Action item: Write out exactly the lines running from the one with "of the short" to the last line of the entries, keeping both the first and the last.

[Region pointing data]
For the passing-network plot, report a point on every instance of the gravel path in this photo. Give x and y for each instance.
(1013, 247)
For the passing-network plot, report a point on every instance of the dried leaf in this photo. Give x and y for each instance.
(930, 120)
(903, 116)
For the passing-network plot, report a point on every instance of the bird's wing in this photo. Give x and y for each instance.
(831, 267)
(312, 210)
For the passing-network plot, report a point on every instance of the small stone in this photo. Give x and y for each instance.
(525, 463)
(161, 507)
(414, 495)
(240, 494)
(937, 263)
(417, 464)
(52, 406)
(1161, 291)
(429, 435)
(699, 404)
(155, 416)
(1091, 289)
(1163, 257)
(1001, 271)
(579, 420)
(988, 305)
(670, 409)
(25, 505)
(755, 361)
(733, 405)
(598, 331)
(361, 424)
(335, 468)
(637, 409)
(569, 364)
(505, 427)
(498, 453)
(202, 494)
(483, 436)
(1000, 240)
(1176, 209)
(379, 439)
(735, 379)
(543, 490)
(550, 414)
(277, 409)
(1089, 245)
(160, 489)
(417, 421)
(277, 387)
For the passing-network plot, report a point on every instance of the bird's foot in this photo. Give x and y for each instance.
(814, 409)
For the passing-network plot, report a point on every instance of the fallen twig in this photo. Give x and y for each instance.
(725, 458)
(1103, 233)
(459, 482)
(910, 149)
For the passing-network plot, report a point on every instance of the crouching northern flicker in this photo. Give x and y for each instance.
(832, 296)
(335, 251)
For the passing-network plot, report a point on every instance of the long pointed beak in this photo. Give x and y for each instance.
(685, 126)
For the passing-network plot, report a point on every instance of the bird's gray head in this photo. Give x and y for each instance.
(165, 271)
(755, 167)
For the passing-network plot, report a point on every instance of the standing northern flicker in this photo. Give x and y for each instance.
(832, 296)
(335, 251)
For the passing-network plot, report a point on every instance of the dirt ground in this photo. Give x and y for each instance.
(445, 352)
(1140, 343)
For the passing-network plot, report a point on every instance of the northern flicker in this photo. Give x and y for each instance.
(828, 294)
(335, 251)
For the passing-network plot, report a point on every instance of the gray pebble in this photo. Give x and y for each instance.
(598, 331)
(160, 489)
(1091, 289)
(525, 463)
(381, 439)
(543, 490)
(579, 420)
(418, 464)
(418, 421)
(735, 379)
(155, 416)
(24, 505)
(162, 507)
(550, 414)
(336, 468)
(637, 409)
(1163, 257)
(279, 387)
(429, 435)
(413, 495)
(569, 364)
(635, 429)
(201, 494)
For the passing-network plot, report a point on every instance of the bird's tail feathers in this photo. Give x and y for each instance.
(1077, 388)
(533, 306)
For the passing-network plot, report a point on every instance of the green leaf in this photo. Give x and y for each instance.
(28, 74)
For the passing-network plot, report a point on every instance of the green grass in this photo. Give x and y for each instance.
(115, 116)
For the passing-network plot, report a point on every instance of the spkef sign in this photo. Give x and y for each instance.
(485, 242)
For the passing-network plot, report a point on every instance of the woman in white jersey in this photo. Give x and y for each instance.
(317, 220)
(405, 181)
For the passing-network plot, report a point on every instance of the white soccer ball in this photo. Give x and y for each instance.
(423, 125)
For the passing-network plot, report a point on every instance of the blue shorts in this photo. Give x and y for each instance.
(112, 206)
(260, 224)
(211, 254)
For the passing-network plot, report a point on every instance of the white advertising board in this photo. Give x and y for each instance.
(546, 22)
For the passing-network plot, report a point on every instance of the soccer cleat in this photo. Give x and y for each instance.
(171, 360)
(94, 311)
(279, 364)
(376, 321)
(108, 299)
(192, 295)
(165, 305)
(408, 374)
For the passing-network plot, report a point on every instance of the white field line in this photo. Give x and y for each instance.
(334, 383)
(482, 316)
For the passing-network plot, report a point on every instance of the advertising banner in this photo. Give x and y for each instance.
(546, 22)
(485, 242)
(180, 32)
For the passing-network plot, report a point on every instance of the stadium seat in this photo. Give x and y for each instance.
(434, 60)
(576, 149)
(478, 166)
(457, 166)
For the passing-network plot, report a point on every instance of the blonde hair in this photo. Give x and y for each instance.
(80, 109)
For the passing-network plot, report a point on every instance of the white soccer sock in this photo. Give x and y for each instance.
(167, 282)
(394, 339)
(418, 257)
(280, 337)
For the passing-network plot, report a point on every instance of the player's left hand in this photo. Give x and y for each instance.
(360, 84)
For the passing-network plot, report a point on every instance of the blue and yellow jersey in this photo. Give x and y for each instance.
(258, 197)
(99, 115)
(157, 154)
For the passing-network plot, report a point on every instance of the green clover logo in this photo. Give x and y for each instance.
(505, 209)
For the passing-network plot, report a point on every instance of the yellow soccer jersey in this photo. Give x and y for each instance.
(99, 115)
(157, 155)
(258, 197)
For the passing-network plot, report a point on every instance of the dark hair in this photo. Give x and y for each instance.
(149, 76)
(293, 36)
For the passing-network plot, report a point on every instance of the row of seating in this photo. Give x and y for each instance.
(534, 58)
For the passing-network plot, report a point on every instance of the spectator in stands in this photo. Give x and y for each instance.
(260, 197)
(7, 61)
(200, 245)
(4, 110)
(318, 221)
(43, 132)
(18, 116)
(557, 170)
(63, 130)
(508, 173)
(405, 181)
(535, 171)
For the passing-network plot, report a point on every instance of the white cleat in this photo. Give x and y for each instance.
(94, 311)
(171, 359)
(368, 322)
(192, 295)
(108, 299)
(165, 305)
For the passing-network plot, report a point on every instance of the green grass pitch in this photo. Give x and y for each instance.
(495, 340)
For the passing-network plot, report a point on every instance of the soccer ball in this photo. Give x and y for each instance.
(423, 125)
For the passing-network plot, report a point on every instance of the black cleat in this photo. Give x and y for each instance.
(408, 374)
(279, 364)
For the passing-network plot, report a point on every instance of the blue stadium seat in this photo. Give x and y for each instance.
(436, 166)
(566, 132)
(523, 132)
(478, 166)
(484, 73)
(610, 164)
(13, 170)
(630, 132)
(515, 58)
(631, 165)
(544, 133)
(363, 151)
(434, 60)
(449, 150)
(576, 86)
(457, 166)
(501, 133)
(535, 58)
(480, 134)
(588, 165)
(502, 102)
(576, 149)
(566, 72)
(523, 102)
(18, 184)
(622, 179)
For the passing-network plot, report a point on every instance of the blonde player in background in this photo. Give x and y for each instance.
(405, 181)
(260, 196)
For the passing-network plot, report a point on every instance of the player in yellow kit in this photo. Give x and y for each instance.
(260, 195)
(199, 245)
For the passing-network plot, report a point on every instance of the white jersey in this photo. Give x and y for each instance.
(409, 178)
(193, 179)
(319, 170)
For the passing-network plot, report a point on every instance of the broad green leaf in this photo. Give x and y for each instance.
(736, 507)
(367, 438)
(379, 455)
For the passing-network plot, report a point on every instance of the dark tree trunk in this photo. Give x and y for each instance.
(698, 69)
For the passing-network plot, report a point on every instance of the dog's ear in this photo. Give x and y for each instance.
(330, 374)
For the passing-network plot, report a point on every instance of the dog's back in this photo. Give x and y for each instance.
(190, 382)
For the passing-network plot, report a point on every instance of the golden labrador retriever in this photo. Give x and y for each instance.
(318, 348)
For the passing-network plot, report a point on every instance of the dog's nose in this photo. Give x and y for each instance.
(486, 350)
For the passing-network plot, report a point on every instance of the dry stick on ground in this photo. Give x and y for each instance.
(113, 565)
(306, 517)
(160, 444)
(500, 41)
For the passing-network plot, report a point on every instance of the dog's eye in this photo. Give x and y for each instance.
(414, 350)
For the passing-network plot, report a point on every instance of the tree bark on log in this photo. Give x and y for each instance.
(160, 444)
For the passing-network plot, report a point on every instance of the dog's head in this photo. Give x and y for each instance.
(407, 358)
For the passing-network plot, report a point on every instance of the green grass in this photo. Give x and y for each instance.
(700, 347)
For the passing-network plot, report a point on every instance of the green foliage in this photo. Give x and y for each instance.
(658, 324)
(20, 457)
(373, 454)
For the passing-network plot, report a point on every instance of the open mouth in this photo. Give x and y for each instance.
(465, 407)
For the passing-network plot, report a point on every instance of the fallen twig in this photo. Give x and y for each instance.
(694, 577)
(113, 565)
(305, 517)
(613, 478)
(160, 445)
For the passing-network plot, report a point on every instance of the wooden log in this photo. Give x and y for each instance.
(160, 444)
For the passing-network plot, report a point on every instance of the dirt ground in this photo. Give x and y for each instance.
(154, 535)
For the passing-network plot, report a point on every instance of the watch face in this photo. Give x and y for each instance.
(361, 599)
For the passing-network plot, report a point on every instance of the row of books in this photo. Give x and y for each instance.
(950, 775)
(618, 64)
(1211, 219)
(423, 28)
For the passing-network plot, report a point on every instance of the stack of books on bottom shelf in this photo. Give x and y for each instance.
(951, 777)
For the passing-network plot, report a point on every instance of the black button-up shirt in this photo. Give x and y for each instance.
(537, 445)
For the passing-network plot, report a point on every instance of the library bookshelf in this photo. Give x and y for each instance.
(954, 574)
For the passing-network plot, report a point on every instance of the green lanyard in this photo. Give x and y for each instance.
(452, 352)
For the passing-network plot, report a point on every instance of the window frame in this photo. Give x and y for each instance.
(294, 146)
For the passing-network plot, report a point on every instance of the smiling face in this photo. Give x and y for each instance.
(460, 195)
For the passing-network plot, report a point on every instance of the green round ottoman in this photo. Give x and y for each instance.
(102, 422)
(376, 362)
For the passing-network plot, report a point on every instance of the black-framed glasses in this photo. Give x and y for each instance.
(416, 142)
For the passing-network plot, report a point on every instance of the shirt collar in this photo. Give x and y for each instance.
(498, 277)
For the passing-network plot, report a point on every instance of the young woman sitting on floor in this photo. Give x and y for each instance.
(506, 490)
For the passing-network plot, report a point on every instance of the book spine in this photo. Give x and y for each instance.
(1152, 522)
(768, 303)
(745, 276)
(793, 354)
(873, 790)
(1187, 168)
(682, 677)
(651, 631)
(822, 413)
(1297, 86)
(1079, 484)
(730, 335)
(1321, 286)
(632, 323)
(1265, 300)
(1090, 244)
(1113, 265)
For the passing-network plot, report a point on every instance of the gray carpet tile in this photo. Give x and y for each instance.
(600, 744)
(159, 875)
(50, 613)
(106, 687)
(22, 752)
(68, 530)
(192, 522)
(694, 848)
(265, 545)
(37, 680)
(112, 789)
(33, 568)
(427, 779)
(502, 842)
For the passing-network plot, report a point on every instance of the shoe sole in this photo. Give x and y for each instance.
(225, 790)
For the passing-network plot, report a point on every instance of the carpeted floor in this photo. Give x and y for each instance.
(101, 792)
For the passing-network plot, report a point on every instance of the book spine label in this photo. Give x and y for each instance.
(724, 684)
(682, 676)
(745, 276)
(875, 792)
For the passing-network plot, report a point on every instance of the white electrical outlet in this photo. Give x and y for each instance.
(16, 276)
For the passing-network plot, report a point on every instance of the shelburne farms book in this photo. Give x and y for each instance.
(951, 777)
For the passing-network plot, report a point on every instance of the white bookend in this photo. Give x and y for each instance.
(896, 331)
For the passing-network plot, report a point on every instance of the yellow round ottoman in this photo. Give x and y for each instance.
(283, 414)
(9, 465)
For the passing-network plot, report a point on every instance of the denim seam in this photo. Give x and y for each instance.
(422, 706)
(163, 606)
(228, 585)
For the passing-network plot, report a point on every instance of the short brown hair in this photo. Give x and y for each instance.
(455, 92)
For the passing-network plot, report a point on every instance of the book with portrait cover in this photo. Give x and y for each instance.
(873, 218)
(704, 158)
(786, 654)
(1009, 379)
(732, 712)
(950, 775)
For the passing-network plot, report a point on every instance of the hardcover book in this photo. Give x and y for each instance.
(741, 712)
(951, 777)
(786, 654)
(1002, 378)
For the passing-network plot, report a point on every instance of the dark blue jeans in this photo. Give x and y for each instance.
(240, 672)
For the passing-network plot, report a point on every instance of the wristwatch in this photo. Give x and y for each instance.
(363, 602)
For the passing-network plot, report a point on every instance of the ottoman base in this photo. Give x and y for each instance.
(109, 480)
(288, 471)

Output of the exercise:
For the passing-network plot, report a point on every instance of the short brown hair in this photo. Give x and y for each instance.
(455, 92)
For the passing-network plot, report a point on every instance of the book with portrait cover in this photo. Give x and y for each instance.
(873, 218)
(704, 158)
(786, 654)
(1009, 379)
(732, 712)
(950, 775)
For the passing-network plot, report a point on every instance of the hardcover book in this photo. Give x and y for each instance.
(741, 712)
(951, 777)
(786, 654)
(1002, 378)
For the passing-network plot, report a point on every instance of the dark blue jeans in this photo. Give x and y for each instance.
(240, 672)
For the passing-network plot, report a point on every instance of the wristwatch in this photo. Give x and y for each instance.
(363, 602)
For the passing-network plot, report a point on every instance of the ottoman base in this photo. Give x and y for each instance.
(109, 480)
(288, 471)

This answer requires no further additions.